>>>>>

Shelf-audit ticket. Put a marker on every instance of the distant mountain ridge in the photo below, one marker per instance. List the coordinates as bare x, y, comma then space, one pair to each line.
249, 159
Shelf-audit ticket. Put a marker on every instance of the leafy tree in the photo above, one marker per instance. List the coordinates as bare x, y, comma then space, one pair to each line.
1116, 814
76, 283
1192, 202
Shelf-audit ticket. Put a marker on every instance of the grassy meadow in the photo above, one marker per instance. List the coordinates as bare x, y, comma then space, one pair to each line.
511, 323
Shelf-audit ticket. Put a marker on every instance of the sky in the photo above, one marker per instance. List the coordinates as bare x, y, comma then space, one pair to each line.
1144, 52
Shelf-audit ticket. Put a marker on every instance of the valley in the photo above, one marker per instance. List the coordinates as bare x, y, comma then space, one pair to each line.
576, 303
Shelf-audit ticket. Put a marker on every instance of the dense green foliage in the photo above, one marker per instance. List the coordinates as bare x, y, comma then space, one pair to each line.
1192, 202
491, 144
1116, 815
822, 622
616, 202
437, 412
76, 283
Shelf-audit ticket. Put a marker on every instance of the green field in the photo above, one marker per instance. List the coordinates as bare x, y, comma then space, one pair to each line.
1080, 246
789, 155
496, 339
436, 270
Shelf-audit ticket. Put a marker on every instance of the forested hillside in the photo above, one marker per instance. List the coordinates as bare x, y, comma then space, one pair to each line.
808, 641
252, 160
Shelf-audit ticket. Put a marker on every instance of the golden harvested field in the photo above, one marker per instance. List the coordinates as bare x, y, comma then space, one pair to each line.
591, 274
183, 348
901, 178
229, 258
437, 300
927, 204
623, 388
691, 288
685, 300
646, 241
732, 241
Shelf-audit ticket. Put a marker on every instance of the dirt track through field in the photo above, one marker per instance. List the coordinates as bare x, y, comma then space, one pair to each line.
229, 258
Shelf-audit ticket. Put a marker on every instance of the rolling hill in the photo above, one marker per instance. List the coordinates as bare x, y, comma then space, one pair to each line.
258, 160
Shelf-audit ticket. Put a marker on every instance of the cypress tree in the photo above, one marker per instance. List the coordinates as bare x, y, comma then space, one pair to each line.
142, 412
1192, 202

<<<<<

Please print, without changes, the part of the items that opens with the line containing "of the rolling" and closes with the last line of the items.

Shelf-audit ticket. Put a marker on every instance of the rolling hill in the photo above, one marker per instance. List the coordinates as bare x, y, comma then space, one pair to each line.
258, 160
Shelf-audit ticket. Put a marker on every instance of the cypress tree in the photo above, one marker per instance. List the coordinates as bare x, y, comma then space, one pair to each line.
142, 412
1192, 202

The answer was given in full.